> INSTRUCTIONS TO FOLLOW
Find the line containing "Expected: for each instance of the van rear bumper" in the material below; copy that line and all following lines exactly.

> ENTRIES SHOWN
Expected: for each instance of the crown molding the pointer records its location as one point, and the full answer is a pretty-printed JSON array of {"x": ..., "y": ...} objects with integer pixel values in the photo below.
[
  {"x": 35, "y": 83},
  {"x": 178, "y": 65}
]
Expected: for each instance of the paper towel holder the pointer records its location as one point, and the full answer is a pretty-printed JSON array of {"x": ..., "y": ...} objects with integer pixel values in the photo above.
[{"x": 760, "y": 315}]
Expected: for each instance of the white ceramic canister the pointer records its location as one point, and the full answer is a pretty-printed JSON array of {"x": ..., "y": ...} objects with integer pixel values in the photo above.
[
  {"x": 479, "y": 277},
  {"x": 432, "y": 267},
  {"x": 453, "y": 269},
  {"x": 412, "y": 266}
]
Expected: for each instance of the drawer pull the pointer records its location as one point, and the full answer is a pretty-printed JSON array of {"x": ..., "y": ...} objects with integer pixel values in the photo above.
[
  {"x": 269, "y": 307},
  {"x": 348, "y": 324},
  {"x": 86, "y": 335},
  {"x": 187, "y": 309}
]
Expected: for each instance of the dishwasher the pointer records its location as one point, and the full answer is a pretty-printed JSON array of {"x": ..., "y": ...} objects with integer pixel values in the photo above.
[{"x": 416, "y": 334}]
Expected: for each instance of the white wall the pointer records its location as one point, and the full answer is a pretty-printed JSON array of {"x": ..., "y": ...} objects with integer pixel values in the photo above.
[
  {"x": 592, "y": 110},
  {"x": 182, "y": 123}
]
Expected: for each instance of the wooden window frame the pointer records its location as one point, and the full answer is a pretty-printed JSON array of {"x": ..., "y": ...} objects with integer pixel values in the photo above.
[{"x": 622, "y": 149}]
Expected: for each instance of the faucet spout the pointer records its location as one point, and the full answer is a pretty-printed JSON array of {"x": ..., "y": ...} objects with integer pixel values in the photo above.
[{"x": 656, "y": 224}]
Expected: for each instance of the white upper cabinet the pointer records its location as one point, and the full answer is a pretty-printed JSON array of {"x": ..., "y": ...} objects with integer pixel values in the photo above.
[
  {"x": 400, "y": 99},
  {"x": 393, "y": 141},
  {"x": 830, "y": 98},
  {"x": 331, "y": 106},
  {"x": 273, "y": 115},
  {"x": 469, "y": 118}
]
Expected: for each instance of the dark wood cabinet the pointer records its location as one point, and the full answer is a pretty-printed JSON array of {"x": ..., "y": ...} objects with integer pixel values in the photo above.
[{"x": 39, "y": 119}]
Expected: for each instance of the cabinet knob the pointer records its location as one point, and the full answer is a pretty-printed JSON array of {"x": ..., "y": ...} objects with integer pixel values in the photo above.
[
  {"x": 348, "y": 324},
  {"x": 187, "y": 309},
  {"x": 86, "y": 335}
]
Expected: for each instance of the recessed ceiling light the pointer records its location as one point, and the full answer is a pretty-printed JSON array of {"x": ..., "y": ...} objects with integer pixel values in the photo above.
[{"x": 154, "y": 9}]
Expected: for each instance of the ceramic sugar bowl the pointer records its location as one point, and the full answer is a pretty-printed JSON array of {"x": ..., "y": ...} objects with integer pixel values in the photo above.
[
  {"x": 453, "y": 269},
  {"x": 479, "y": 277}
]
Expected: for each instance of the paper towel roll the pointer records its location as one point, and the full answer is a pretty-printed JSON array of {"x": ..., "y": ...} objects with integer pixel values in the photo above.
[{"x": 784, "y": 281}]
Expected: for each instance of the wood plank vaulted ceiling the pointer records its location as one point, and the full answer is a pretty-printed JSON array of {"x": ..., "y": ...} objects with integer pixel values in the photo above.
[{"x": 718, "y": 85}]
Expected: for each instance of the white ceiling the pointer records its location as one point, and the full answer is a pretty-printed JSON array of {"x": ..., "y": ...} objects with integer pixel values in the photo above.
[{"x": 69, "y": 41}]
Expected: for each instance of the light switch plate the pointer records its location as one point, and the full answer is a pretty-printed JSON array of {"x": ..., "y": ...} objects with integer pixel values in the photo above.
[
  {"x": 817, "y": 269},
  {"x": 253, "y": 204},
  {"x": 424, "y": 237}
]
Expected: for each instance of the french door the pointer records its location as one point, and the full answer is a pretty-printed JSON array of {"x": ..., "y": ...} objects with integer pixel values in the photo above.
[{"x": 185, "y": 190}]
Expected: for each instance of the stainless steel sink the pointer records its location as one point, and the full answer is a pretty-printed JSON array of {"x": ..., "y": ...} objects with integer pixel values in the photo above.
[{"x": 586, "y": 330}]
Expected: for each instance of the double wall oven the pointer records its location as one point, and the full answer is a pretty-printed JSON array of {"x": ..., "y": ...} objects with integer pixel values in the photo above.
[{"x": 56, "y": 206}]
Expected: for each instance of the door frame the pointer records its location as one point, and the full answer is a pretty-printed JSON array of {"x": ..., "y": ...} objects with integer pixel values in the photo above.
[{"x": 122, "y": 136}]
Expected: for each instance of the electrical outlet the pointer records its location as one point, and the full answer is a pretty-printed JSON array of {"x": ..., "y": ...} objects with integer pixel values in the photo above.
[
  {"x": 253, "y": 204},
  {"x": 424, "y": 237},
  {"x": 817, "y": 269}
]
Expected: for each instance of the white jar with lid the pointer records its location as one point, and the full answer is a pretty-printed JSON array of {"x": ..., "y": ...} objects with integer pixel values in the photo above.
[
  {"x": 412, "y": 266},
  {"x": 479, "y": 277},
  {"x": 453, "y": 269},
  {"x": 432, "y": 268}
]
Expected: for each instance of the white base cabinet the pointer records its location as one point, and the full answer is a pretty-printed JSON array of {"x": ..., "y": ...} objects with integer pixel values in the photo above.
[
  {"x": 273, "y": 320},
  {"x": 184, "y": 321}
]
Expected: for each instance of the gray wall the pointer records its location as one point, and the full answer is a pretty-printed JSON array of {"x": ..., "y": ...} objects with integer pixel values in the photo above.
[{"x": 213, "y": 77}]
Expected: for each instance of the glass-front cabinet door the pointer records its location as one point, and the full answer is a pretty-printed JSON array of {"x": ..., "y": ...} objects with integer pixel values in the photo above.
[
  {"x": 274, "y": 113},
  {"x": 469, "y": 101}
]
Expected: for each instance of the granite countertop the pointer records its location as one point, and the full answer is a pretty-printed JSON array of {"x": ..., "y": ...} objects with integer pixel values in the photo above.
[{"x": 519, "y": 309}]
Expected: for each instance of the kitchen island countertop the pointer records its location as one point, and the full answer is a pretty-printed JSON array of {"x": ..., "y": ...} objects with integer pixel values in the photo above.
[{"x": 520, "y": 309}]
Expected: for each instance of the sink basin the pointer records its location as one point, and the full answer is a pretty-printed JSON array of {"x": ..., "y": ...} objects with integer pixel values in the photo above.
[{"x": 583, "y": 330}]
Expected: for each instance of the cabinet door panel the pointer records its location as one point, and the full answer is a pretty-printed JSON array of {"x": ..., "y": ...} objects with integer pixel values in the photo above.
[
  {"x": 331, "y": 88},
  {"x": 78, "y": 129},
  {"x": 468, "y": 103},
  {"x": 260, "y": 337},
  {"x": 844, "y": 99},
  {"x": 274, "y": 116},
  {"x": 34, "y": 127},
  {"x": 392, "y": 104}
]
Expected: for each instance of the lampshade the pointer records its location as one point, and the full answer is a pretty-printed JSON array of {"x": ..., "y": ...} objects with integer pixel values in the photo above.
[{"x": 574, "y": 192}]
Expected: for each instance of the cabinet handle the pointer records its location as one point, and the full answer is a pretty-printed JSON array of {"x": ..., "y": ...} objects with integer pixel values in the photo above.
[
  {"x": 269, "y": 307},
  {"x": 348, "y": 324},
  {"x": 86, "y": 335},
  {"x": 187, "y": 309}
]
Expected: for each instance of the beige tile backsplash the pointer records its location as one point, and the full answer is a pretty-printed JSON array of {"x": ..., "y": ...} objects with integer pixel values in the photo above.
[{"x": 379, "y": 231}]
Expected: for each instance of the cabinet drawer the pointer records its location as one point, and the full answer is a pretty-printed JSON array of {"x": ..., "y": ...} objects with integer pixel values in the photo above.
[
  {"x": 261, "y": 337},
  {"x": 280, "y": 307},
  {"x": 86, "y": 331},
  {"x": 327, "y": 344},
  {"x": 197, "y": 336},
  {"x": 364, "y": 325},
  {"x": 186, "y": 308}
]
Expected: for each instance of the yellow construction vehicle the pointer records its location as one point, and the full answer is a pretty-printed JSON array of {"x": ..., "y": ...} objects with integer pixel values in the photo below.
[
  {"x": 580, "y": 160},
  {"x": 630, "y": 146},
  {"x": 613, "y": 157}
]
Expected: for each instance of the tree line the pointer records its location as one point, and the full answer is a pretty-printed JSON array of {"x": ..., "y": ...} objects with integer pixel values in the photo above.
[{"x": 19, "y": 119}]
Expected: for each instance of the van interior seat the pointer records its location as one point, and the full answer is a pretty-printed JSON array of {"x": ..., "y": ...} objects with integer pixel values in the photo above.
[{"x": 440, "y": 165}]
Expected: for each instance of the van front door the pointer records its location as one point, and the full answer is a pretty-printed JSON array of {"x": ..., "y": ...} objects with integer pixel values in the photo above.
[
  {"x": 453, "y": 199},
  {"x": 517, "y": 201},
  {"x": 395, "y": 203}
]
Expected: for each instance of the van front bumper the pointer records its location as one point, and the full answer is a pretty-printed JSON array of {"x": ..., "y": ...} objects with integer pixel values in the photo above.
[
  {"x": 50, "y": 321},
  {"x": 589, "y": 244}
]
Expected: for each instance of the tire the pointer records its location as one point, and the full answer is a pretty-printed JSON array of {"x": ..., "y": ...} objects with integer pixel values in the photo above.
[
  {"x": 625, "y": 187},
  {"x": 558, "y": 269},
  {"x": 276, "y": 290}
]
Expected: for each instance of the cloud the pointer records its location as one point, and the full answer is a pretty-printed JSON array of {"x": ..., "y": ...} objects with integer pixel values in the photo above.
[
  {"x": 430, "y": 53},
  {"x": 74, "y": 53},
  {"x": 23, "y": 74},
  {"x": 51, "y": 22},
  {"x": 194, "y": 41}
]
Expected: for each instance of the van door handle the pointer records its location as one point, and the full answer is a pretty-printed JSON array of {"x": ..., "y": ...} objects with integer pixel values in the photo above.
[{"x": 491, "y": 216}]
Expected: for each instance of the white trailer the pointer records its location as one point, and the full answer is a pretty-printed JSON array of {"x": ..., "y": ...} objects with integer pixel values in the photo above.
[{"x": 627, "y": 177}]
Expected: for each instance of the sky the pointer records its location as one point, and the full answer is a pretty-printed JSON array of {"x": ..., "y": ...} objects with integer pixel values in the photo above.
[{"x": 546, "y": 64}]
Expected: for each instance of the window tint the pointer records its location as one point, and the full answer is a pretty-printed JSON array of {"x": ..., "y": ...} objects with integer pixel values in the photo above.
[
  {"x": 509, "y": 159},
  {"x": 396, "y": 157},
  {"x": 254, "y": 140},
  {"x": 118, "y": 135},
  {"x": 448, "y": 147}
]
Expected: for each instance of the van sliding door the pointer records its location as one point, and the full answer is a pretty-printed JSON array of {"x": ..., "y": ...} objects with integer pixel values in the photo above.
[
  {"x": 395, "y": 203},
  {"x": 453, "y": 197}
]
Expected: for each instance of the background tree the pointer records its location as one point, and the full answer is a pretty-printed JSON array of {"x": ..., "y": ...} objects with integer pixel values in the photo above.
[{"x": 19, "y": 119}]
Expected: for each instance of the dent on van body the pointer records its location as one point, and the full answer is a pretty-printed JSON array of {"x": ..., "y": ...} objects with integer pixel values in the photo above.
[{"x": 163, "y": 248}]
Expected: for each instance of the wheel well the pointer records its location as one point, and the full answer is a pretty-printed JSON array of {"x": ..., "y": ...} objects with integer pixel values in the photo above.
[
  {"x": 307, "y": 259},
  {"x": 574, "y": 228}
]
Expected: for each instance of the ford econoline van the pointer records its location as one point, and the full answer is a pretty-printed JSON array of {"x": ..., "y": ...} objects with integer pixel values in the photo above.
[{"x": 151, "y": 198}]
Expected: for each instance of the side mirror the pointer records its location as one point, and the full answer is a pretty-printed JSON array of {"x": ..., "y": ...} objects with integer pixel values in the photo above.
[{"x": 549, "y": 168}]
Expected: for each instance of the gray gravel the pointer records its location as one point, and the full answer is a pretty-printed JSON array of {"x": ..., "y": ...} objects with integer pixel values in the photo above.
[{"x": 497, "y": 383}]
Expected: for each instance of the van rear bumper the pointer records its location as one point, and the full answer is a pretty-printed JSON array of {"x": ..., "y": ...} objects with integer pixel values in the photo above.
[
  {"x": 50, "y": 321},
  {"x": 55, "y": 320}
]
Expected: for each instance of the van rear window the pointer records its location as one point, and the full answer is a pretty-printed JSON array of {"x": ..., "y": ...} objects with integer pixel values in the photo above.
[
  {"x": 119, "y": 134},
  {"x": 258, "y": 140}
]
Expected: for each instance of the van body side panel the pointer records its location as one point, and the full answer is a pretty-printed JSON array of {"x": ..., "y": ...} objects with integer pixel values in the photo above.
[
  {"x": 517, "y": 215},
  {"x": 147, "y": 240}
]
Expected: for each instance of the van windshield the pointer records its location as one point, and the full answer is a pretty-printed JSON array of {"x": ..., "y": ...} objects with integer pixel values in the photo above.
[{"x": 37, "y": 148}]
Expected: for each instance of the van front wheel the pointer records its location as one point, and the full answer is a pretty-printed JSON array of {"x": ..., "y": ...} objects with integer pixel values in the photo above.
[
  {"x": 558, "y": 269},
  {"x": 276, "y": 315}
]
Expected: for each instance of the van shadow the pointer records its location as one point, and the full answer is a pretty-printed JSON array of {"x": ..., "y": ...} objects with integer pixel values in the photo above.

> EXERCISE SOLUTION
Expected: for each instance of the van rear bumper the pointer records its location as one point, and the full answer is a pretty-printed JSON array of {"x": ..., "y": ...} objects with integer pixel values in the photo above.
[
  {"x": 50, "y": 321},
  {"x": 55, "y": 320}
]
Expected: for each instance of the van rear window the pointer records its location as one point, and the full answer is a pretty-printed JSON array of {"x": ..., "y": ...} objects with integer pixel values in the photo above.
[
  {"x": 119, "y": 134},
  {"x": 258, "y": 140}
]
Expected: for each instance of the van body side panel the pointer records its location as one point, and the full answer is a pretty-printed JSON array of {"x": ..., "y": ...} objects with integer pixel values in the photo above.
[
  {"x": 517, "y": 215},
  {"x": 147, "y": 240}
]
Expected: for each instance of the van windshield the pointer records its location as one point, and the full answer is a pretty-printed JSON array of {"x": ..., "y": ...} objects with integer pixel values in the photo above.
[{"x": 37, "y": 148}]
Expected: for each instance of the van front wheel the pointer records its location as one point, and the full answer is a pretty-printed JSON array of {"x": ..., "y": ...} objects with integer pixel values in the photo above.
[
  {"x": 558, "y": 269},
  {"x": 276, "y": 315}
]
Expected: for each instance of the van shadow the pointer records its location as one point, and the full answer is a pretty-printed JSON array of {"x": ..., "y": ...} objects with integer pixel values in the photo above.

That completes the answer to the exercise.